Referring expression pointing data
================
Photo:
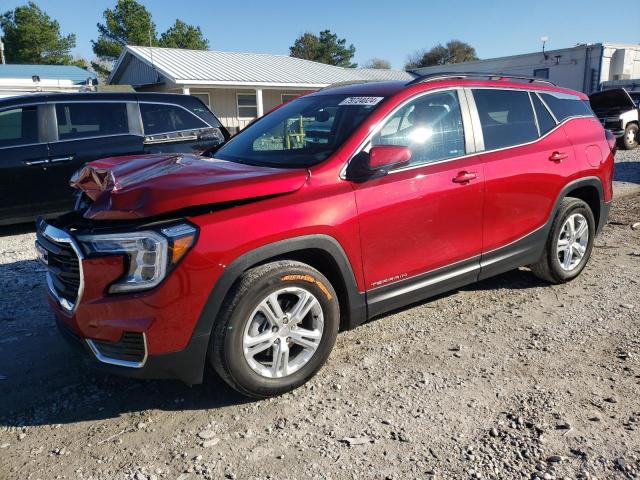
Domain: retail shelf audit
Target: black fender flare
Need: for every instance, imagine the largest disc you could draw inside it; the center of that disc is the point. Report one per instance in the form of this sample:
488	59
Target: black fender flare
590	181
356	308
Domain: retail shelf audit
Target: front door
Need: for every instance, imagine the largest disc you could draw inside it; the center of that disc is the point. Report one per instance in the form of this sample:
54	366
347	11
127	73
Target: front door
421	225
22	157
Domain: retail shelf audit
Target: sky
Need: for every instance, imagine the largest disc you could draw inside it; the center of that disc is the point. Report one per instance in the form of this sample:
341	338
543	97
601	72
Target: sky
378	28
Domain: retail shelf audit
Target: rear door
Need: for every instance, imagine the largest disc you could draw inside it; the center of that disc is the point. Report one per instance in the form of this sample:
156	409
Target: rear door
526	157
23	154
86	131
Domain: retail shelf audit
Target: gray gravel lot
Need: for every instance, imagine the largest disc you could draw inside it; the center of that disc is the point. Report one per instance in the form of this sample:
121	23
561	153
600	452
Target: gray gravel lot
508	378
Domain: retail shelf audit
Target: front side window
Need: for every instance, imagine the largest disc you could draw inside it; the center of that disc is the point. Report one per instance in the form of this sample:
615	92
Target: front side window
160	118
506	117
79	120
247	106
19	126
287	97
564	105
431	126
301	133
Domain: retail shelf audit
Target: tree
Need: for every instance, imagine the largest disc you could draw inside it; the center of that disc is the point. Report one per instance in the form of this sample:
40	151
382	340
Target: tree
378	64
325	48
182	35
31	36
455	51
129	23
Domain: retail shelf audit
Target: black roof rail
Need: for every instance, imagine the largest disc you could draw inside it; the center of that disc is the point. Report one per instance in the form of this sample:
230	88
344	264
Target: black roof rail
432	77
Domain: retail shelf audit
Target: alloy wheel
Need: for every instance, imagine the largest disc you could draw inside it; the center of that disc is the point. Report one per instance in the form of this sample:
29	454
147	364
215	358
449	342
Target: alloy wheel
283	332
572	241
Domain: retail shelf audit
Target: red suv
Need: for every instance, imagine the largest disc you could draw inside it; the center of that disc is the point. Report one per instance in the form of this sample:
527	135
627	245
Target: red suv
335	208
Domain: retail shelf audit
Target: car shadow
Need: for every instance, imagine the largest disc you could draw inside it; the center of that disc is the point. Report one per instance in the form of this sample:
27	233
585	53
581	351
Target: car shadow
17	229
44	381
627	172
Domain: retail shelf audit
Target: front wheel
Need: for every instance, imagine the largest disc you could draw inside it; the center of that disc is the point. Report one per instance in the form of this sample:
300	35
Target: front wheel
276	329
630	139
569	244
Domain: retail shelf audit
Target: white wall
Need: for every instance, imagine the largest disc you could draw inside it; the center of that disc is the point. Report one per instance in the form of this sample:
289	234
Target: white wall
578	68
================
Work order - From the entries above, write out every line without a single change, skipping the images.

Solution for this exercise -
Photo:
Domain: retail shelf audit
Target: black fender flare
Need: for every instance, imagine the largest disc you could draw inside it; the center of that disc is the point. Report one per instance in the form of this sample:
488	59
Target: black fender flare
590	181
356	308
Domain: retail shelf audit
Target: front door
Need: for every instance, imagine the largest disc you could draw inside it; the center of that disc is the point. Report one per instance in the form of this sample:
54	366
347	11
127	73
Target: front door
421	225
22	157
Domain: retail shelf audit
Target: sky
Need: for every instance, imagine the largest disc you could draw inside it; the center of that disc is the point. Report one per instance in the form of this sample:
341	338
543	97
601	72
Target: sky
378	28
Domain: retail shelf audit
Target: rear door
Need: for every instance, imagine the largest disc you could draw inside it; the center of that disc is the point. Report one per instance in the form of this sample:
156	409
Target: rear door
526	157
23	154
86	131
Domain: retail shelf audit
Target: gray gravel lot
Need: for every instance, imagine the largest disc you could draw inside it; the center of that disc is the point. Report one per instance in the form of this sample:
121	23
561	153
600	452
Target: gray gravel lot
508	378
Domain: retail shelf audit
Target: front side window
Need: for every instance, imagine the largest disc you could draw inside it; the center of that disc is the point. Report one per instance in the form of this sample:
615	92
Target: front side window
160	118
506	117
79	120
247	106
19	126
287	97
564	105
431	126
301	133
Domain: retail shelf audit
Target: tree
Need: for every instance, imagine the largest disc you could draw inside it; the center of that disc is the point. Report one per instance in the form of this sample:
40	151
382	340
Target: tree
378	64
325	48
182	35
31	36
455	51
129	23
Domain: retail shelf audit
Target: black roof rail
Need: for every instance, imagine the largest disc you could draw inside it; the center of that disc is the point. Report one per instance in the form of this sample:
230	88
344	264
Target: black roof rail
432	77
Domain: retail shelf audit
Target: alloy wheel
Need: for every instance, imagine the largest disc you could draw inside it; the center of that disc is the point. Report one per instance in the form of this sample:
29	454
147	364
215	358
449	342
Target: alloy wheel
283	332
572	241
Domain: retail shelf audit
Target: red suv
Need: for every instance, imagine the largest disc you could draw inside it; the center of that disc is the point. Report one per instance in the form of this sample:
527	135
627	245
Target: red suv
335	208
Domain: retail shelf audit
Target: car shadow
Need: for every instance, imagine the largest disc you could draw inside it; the center of that disc is the point. Report one per instance in the form of this sample:
27	233
585	53
581	351
Target: car shadow
17	229
44	381
627	172
Domain: retail shelf audit
Target: front wheel
Need: for every instance, imagine the largest disc you could draw inside it; the center of that disc is the point. Report one per instance in the form of this sample:
300	35
Target: front wheel
276	329
630	139
569	244
Domain: retail shelf audit
Target: white wall
Need: for every instance, imagine the largest disc you could draw inside it; the center of that disc is the point. Report one per instance in the form of this sample:
289	234
Target: white wall
578	68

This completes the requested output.